RE - 1649 - Sessão: 27/09/2018 às 16:00

RELATÓRIO

Trata-se de recurso interposto pelo DIRETÓRIO MUNICIPAL DO PARTIDO DO MOVIMENTO DEMOCRÁTICO BRASILEIRO (PMDB) de  TUPANCI DO SUL em face da sentença (fls. 83-86) que desaprovou suas contas relativas ao exercício financeiro de 2016 e determinou o recolhimento do valor de R$ 7.902,00 ao Tesouro Nacional, além da suspensão do repasse de novas quotas do Fundo Partidário, nos termos do art. 47, inc. II, da Resolução TSE n. 23.464/15.

Em suas razões (fls. 90-91), a agremiação sustenta que o julgamento se deu em bases que não guardam conformidade com o conteúdo dos autos. Assevera que, embora não tenha ocorrido a manutenção de conta bancária durante todo o período, é possível a análise da contabilidade, considerando que todos os recursos arrecadados transitaram pela conta do Partido. Aduz que, por um erro administrativo, a conta anterior restou fechada, porém foi aberta nova conta, havendo correspondência entre o saldo existente naquela e nesta. Alega que os recursos lançados têm origem na conta anterior, afastando o apontamento de que seriam de origem não identificada. Postula, ao final, a reforma da sentença com a aprovação das contas, ou alternativamente, pela aprovação com ressalvas  sem imposição de devolução dos valores ao Tesouro Nacional.

Com vista dos autos, a Procuradoria Regional Eleitoral opinou, preliminarmente, pela anulação da sentença em virtude da não aplicação da multa de 20% prevista no art. 37 da Lei n. 9.096/95, além da suspensão prevista no inc. I do art. 47 da Resolução TSE n. 23.464/15; e pela desconstituição da sentença, a fim de que seja cumprido o disposto nos arts. 38 e 65, § 1º, da Resolução TSE n. 23.464/15. No mérito, manifestou-se pelo desprovimento do recurso (fls. 99-111).

É o breve relatório.

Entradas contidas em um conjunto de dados
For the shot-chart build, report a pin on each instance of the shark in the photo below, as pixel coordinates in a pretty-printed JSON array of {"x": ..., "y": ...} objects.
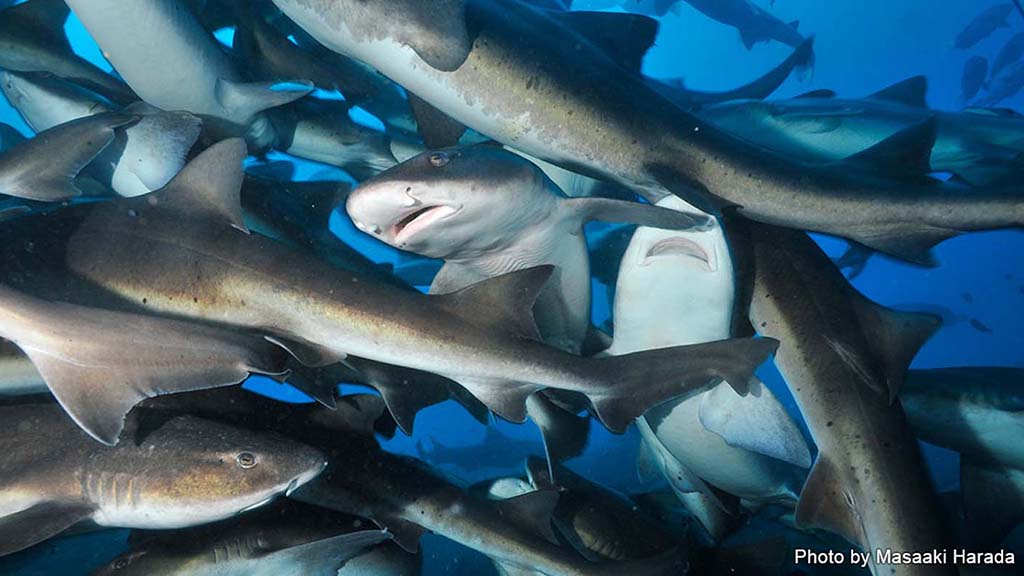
[
  {"x": 173, "y": 472},
  {"x": 32, "y": 39},
  {"x": 677, "y": 287},
  {"x": 565, "y": 87},
  {"x": 162, "y": 51},
  {"x": 145, "y": 156},
  {"x": 980, "y": 146},
  {"x": 482, "y": 337},
  {"x": 844, "y": 359},
  {"x": 285, "y": 538},
  {"x": 44, "y": 168}
]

> [INSTRUÇÕES]:
**a)** Atualize o relatório do recurso eleitoral reproduzindo-o de "Com vista dos" até "recurso (fls. 99-111).", inclusive, com "Procuradoria Regional Eleitoral" substituído por "PRE".
**b)** Dê prosseguimento ao relatório do recurso eleitoral a partir do ponto em que ele termina.
As entradas do conjunto de dados não são necessárias aqui.

> [RESPOSTAS POR TAREFA]:
**a)**
Com vista dos autos, a PRE opinou, preliminarmente, pela anulação da sentença em virtude da não aplicação da multa de 20% prevista no art. 37 da Lei n. 9.096/95, além da suspensão prevista no inc. I do art. 47 da Resolução TSE n. 23.464/15; e pela desconstituição da sentença, a fim de que seja cumprido o disposto nos arts. 38 e 65, § 1º, da Resolução TSE n. 23.464/15. No mérito, manifestou-se pelo desprovimento do recurso (fls. 99-111).

**b)**
VOTO

Senhor Presidente,

Eminentes colegas:

1. Tempestividade

A sentença foi publicada no DEJERS em 23.4.2018 (fl. 87v.), tendo sido interposto o recurso no dia 25.4.2018 (fl. 89), dentro do tríduo legal.

Por conseguinte, interposto o recurso no prazo legal, dele conheço.

2. Preliminares

2.1. Da nulidade da sentença por ausência de citação dos responsáveis pelo partido

A questão inicial é a preliminar de nulidade do feito, arguida pelo d. Procurador Regional Eleitoral, por falta de inclusão dos responsáveis partidários no feito.

Após alguns debates, esta Corte tem se posicionado pelo acolhimento da referida prefacial, alinhando-se aos julgados do e. Tribunal Superior Eleitoral.

Isso porque o TSE tem decidido pelo provimento do apelo, determinando o retorno dos autos à Zona Eleitoral de origem para a inclusão e citação dos responsáveis partidários nos processos de contas de diretórios municipais:

A partir da minirreforma eleitoral, a prestação de contas dos partidos passou a ter caráter jurisdicional, não havendo, à época, grandes alterações quanto ao procedimento adotado por esta Corte nas respectivas ações.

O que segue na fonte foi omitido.